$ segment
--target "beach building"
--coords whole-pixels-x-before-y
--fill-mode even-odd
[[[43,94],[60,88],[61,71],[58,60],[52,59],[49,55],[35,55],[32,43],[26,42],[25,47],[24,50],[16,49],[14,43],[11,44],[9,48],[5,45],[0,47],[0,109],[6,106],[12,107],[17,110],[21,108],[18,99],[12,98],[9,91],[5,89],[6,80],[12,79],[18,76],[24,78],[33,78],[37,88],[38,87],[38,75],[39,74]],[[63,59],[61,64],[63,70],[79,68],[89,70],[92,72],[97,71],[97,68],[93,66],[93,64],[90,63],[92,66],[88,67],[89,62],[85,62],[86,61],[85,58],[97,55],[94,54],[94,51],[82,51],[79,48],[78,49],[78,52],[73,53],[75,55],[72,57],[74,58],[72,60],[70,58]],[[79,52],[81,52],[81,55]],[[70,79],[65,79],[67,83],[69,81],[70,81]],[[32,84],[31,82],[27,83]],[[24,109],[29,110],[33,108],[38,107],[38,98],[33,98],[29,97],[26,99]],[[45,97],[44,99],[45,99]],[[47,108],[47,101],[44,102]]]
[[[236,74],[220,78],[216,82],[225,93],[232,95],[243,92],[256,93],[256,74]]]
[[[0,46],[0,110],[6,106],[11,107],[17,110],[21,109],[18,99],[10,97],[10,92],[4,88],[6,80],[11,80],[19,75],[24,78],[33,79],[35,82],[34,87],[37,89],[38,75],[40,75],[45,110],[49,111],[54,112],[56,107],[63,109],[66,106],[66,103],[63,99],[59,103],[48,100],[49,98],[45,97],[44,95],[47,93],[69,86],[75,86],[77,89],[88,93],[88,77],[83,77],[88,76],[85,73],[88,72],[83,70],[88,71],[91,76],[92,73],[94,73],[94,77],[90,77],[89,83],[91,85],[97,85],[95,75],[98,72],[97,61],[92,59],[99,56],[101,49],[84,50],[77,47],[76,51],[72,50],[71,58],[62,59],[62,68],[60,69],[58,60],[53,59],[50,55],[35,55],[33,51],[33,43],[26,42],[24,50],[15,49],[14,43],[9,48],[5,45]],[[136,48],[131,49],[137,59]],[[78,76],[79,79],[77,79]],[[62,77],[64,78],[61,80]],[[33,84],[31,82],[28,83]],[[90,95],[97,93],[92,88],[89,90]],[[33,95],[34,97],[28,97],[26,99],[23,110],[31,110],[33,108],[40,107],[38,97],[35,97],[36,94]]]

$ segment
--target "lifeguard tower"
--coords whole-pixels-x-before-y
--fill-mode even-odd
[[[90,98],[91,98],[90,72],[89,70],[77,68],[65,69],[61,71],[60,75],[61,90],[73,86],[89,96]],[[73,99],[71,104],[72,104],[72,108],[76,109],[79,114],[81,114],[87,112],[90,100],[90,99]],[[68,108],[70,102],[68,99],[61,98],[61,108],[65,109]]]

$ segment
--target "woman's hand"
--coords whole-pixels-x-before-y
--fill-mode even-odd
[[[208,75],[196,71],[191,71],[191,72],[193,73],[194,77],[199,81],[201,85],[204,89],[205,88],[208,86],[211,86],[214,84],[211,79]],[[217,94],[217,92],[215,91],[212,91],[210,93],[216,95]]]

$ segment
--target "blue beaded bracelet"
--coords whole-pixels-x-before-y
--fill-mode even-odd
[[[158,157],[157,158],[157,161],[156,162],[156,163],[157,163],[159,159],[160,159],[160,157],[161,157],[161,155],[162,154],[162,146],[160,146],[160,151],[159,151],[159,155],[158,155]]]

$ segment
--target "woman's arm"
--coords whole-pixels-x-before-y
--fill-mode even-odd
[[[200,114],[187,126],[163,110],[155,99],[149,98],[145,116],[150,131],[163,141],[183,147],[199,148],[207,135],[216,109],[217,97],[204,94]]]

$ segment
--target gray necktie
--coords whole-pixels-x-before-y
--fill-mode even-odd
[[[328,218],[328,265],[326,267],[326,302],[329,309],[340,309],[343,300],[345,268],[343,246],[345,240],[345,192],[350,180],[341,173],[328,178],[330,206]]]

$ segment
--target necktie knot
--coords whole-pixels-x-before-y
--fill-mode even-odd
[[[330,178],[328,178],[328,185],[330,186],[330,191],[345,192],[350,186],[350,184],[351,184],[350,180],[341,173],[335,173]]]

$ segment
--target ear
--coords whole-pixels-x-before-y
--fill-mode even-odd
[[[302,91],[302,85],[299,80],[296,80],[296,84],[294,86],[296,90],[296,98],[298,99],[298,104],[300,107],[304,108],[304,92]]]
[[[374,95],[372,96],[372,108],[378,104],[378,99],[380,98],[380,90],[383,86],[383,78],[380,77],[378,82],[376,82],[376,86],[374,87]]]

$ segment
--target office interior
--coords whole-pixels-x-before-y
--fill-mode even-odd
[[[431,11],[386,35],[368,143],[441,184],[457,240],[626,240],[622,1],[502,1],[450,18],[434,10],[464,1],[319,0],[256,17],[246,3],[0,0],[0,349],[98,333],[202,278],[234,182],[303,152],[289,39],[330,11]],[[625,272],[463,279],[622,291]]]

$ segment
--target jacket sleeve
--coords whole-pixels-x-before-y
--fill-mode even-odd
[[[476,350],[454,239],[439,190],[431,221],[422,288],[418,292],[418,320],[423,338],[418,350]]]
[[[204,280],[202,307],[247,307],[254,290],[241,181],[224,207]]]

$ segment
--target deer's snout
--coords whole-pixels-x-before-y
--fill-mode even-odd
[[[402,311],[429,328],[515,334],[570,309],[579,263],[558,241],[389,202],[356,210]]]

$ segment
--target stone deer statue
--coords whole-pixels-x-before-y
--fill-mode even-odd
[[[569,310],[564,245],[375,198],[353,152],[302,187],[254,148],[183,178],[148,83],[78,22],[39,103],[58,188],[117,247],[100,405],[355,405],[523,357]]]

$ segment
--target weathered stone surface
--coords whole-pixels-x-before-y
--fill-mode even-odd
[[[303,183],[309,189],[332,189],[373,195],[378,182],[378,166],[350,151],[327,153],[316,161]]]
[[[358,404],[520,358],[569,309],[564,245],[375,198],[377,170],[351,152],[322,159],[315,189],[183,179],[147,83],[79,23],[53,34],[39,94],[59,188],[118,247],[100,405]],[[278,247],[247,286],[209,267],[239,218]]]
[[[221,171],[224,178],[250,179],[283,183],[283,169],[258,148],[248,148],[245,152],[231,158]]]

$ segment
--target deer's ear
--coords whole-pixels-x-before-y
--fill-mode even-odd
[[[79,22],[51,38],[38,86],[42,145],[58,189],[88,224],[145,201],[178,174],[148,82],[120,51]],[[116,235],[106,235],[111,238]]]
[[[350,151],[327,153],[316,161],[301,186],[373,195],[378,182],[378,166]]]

## Task details
Using the data above, output each line exactly.

## Finished answer
$ segment
--target "beach building"
--coords whole-pixels-x-before-y
--fill-mode even-odd
[[[43,94],[60,88],[61,71],[58,60],[52,59],[49,55],[35,55],[32,43],[26,42],[25,47],[24,50],[16,49],[14,43],[11,44],[9,48],[5,45],[0,47],[0,109],[6,106],[12,107],[17,110],[21,108],[18,99],[12,98],[9,91],[5,89],[6,80],[12,79],[18,76],[24,78],[33,78],[37,88],[38,87],[38,75],[39,74]],[[63,59],[61,64],[63,70],[79,68],[89,70],[92,72],[97,71],[97,68],[93,66],[93,64],[90,63],[92,66],[88,67],[89,62],[85,62],[86,61],[85,58],[97,55],[94,54],[94,51],[82,51],[79,48],[78,49],[78,52],[73,53],[75,55],[72,57],[74,58],[72,60],[70,58]],[[79,52],[81,52],[81,55]],[[70,79],[65,79],[67,83],[69,81],[70,81]],[[32,84],[31,82],[27,83]],[[24,109],[29,110],[33,108],[38,107],[38,98],[33,98],[29,97],[26,99]],[[45,97],[44,99],[45,99]],[[47,108],[47,101],[44,102]]]
[[[236,74],[220,78],[216,82],[225,93],[232,95],[243,92],[256,93],[256,74]]]
[[[0,46],[0,110],[6,106],[11,107],[17,110],[21,109],[18,99],[10,97],[10,92],[4,88],[6,80],[11,80],[19,75],[24,78],[33,79],[35,82],[34,87],[37,89],[38,75],[40,75],[45,110],[49,111],[54,112],[56,107],[63,109],[66,106],[66,103],[63,99],[59,103],[48,100],[49,98],[45,97],[44,95],[47,93],[69,86],[75,86],[77,89],[88,93],[88,77],[83,77],[88,76],[85,73],[88,72],[83,70],[88,71],[91,76],[92,73],[94,73],[94,77],[90,77],[89,83],[91,85],[97,85],[95,75],[98,72],[97,61],[92,59],[99,56],[101,49],[84,50],[77,47],[76,51],[72,50],[71,58],[62,59],[62,68],[60,69],[58,60],[53,59],[50,55],[35,55],[33,51],[33,43],[26,42],[24,50],[15,49],[14,43],[9,48],[5,45]],[[136,48],[131,49],[137,59]],[[78,76],[79,79],[77,79]],[[62,77],[64,78],[61,80]],[[33,84],[31,82],[28,83]],[[90,95],[97,93],[92,88],[89,90]],[[33,95],[34,97],[28,97],[26,99],[23,110],[31,110],[33,108],[40,107],[38,97],[35,97],[36,94]]]

$ segment
--target "lifeguard tower"
--coords whole-pixels-x-before-y
--fill-mode even-odd
[[[90,98],[91,98],[90,72],[89,70],[77,68],[65,69],[61,71],[60,75],[61,90],[73,86],[89,96]],[[73,99],[71,104],[72,104],[72,108],[76,109],[79,114],[81,114],[87,112],[90,100],[90,99]],[[68,108],[70,102],[68,99],[61,98],[61,108],[65,109]]]

$ segment
--target "woman's hand"
--coords whole-pixels-x-before-y
--fill-mode even-odd
[[[208,75],[196,71],[191,71],[191,72],[193,73],[194,77],[199,81],[201,85],[204,89],[205,88],[208,86],[211,86],[214,84],[211,79]],[[217,94],[217,92],[215,91],[212,91],[210,93],[216,95]]]

$ segment
--target "blue beaded bracelet"
--coords whole-pixels-x-before-y
--fill-mode even-odd
[[[158,157],[157,158],[157,161],[156,162],[156,163],[157,163],[159,159],[160,159],[160,157],[161,157],[161,155],[162,154],[162,146],[160,146],[160,151],[159,151],[159,155],[158,155]]]

$ segment
--target "woman's arm"
--coords whole-pixels-x-before-y
--fill-mode even-odd
[[[200,114],[187,126],[163,110],[155,99],[149,98],[145,116],[150,131],[163,141],[183,147],[199,148],[207,135],[216,109],[217,97],[204,94]]]

$ segment
--target gray necktie
--coords whole-pixels-x-before-y
--fill-mode even-odd
[[[328,218],[328,265],[326,267],[326,302],[329,309],[340,309],[343,300],[345,268],[343,246],[345,240],[345,192],[350,180],[341,173],[328,178],[330,206]]]

$ segment
--target necktie knot
--coords whole-pixels-x-before-y
--fill-mode even-odd
[[[330,178],[328,178],[328,185],[330,186],[330,191],[345,192],[350,186],[350,184],[351,184],[350,180],[341,173],[335,173]]]

$ segment
--target ear
--coords whole-pixels-x-before-y
--fill-mode even-odd
[[[302,91],[302,85],[299,80],[296,80],[296,84],[294,86],[296,90],[296,98],[298,99],[298,104],[300,107],[304,108],[304,92]]]
[[[374,95],[372,96],[372,108],[378,104],[378,99],[380,98],[380,90],[383,86],[383,78],[380,77],[378,82],[376,82],[376,86],[374,87]]]

$ segment
--target office interior
--coords whole-pixels-x-before-y
--fill-mode even-odd
[[[431,11],[386,35],[368,143],[441,184],[457,240],[626,240],[622,1],[502,1],[450,18],[434,10],[464,1],[319,0],[256,17],[246,3],[0,0],[0,349],[98,333],[202,278],[234,182],[303,152],[289,39],[330,11]],[[625,272],[463,279],[622,291]]]

$ segment
--target jacket sleeve
--coords whole-pixels-x-before-y
--fill-mode even-odd
[[[476,350],[454,239],[439,190],[431,221],[422,288],[418,292],[418,320],[423,338],[418,350]]]
[[[204,280],[202,307],[247,307],[254,290],[241,181],[224,207]]]

$ segment
--target deer's snout
--coords whole-pixels-x-before-y
--fill-mode even-odd
[[[402,311],[429,328],[515,334],[570,309],[579,263],[558,241],[389,202],[356,210]]]

$ segment
--target stone deer statue
--coords whole-pixels-x-before-y
--fill-mode even-odd
[[[569,310],[564,245],[375,198],[353,152],[302,187],[254,148],[183,178],[148,83],[78,22],[39,103],[58,188],[117,247],[100,405],[355,405],[523,357]]]

$ segment
--target weathered stone surface
--coords whole-pixels-x-before-y
--fill-mode even-odd
[[[303,183],[309,189],[332,189],[373,195],[378,182],[378,166],[350,151],[327,153],[316,161]]]
[[[358,404],[520,358],[569,309],[564,245],[375,198],[377,170],[351,152],[322,159],[315,189],[183,179],[147,83],[79,23],[53,34],[39,94],[59,188],[118,247],[100,405]],[[278,247],[247,286],[209,267],[239,218]]]
[[[221,171],[224,178],[250,179],[283,183],[283,169],[258,148],[248,148],[245,152],[231,158]]]

$ segment
--target deer's ear
--coords whole-pixels-x-before-y
--fill-mode even-odd
[[[79,22],[51,38],[38,86],[42,145],[58,189],[88,224],[145,201],[178,174],[148,82],[120,51]],[[116,235],[106,235],[111,238]]]
[[[350,151],[327,153],[316,161],[301,186],[373,195],[378,182],[378,166]]]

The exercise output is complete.